** SUPPLIED MATERIAL follows **

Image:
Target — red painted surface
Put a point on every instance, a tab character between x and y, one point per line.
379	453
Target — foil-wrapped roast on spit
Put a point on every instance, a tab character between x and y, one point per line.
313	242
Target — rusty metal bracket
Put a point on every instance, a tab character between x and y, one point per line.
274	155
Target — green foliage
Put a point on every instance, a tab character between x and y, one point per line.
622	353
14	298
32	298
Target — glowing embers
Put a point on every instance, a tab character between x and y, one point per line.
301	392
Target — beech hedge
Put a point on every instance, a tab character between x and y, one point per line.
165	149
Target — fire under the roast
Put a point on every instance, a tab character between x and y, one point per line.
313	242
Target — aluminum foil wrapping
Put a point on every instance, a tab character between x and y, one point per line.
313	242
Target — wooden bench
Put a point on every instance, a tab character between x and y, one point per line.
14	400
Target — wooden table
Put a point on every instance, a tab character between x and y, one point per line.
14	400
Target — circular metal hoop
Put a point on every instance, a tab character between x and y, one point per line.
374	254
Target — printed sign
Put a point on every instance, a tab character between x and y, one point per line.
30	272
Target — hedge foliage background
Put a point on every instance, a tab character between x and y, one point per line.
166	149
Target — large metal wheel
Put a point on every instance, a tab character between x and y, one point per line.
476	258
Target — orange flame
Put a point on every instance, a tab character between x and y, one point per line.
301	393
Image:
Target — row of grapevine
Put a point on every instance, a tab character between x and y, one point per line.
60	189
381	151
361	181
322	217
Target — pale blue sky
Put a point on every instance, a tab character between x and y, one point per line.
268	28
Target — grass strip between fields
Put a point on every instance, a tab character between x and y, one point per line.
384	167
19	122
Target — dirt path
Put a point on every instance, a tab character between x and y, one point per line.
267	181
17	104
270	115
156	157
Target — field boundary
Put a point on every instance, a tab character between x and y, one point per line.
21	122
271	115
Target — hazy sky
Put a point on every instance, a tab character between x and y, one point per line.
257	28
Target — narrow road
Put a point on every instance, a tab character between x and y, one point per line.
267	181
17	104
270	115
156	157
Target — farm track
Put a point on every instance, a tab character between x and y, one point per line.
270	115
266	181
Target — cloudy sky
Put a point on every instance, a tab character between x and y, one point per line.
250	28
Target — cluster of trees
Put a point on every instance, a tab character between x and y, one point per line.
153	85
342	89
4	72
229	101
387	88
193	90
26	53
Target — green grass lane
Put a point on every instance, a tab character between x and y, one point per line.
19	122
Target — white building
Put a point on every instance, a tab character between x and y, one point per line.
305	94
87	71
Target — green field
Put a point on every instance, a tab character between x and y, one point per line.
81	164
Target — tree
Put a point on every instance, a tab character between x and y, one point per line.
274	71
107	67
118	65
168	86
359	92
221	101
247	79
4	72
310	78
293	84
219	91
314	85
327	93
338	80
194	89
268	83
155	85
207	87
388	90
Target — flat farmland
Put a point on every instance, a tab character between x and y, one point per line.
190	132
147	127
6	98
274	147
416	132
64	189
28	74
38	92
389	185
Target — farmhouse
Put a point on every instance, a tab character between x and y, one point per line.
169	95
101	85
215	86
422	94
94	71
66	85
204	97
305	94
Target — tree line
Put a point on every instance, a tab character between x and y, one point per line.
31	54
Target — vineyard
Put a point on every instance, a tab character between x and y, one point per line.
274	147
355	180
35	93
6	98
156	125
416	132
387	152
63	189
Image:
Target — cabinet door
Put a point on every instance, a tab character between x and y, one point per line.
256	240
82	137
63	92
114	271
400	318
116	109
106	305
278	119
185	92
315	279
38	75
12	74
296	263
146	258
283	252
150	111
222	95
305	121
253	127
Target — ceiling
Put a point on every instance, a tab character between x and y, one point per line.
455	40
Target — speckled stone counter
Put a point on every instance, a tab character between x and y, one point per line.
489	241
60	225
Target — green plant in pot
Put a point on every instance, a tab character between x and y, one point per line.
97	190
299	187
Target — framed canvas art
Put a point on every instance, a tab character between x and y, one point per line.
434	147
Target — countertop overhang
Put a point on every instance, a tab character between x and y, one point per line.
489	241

** End of SUPPLIED MATERIAL **

Transcribe the data. Leave every line exactly as it is.

▸ TASK ANSWER
Image:
Target — red painted surface
Put a point on every instance, a tab character between x and y, one point per line.
379	453
Target — foil-wrapped roast on spit
Put a point on every instance, a tab character between x and y, one point per line.
313	242
Target — rusty metal bracket
Put a point on every instance, a tab character between x and y, one point per line.
274	155
Target — green foliage
Put a point on every instance, a tab character between x and y, one point per line.
622	353
14	298
32	298
Target — glowing embers
Put a point on every instance, a tab character between x and y, one point per line.
301	392
Target — beech hedge
Put a point on every instance, a tab character between x and y, one point per line.
165	149
Target — fire under the roast
Put a point on every instance, a tab character between x and y, one point per line.
313	242
Target — aluminum foil wrapping
Put a point on every instance, a tab character between x and y, one point per line.
313	242
Target — wooden bench
Put a point on every instance, a tab character between x and y, one point per line.
14	400
Target — wooden table
Put a point on every instance, a tab character between x and y, one point per line.
14	400
Target — circular metal hoop
Put a point on every instance, a tab character between x and y, one point per line.
374	254
Target — printed sign
Put a point on every instance, a tab character between x and y, one point per line.
30	272
Target — hedge foliage background
Put a point on every instance, a tab character between x and y, one point per line.
166	149
Target — large metal wheel
Put a point on every instance, a tab character between x and y, one point per line.
476	258
Target — orange flame
Put a point on every instance, a tab character between x and y, one point per line.
301	393
Image:
Target — row of grapevine
Put a point on every instance, a tab character between x and y, one point per line.
60	189
381	151
361	181
322	217
Target — pale blue sky
Put a point on every instance, a tab character between x and y, one point per line.
268	28
Target — grass strip between fields
Put a point on every instance, a tab character between x and y, one point per line.
384	167
19	122
Target — dirt path
Put a point on every instance, a tab character between x and y, one point per line.
267	181
17	104
270	115
156	157
Target — field boundary
Put a point on every instance, a tab character between x and y, one point per line.
21	122
271	115
Target — hazy sky
Put a point on every instance, a tab character between x and y, one point per line.
257	28
Target — narrow road
Put a point on every instance, a tab character between x and y, one point per line.
267	181
17	104
270	115
156	157
Target — farm track
Put a point on every instance, a tab character between x and y, one point per line.
270	115
266	181
Target — cloudy sky
Put a point on every instance, a tab character between x and y, one point per line.
250	28
Target — cluster of trees
Put a point on every instance, a tab character between x and y, one point per line.
153	85
342	89
4	72
229	101
387	88
193	90
26	53
Target — green grass lane
Put a point on every instance, a tab character between x and y, one point per line.
19	122
Target — white building
Put a point on every instance, a tab character between x and y, one point per line.
305	94
87	71
Target — green field
Put a point on every instance, a tab character between x and y, one point per line.
81	164
Target — tree
Put a point on every instance, a tab character between x and y, one point per line.
274	71
107	67
118	65
168	86
359	92
221	101
247	79
4	72
310	78
293	84
219	91
314	85
327	93
338	80
194	89
268	83
155	85
207	87
388	90
Target — flat farmland
Put a point on every instance, a tab character between x and y, one point per line.
190	132
147	127
6	98
274	147
416	132
64	189
28	74
38	92
389	185
Target — farmhouse
Put a point on every instance, a tab character between x and y, one point per line.
169	95
101	85
215	86
422	94
94	71
66	85
204	97
305	94
Target — tree line
Put a point on every instance, a tab character between x and y, one point per line.
31	54
Target — vineyard
Put a point on every instance, a tab character between x and y, one point per line.
274	147
355	180
35	93
6	98
156	125
416	132
387	152
63	189
Image:
Target — cabinet door
Put a point on every instance, a tab character between x and y, one point per line.
256	240
82	137
63	92
114	271
400	318
116	109
106	305
278	119
185	92
315	279
38	75
12	74
296	263
146	258
283	252
150	111
222	95
305	121
253	127
Target — ceiling
Put a point on every instance, a tab character between x and y, one point per line.
455	40
Target — speckled stone counter
Put a point on every instance, a tab character between x and y, one point per line.
489	241
60	225
Target — green plant in pot
Put a point on every instance, a tab character between x and y, one point per line.
97	190
299	187
Target — framed canvas art
Put a point on every instance, a tab character between x and y, one point per line.
434	147
Target — countertop overhang
Put a point on every instance, a tab character between x and y, one point per line.
489	241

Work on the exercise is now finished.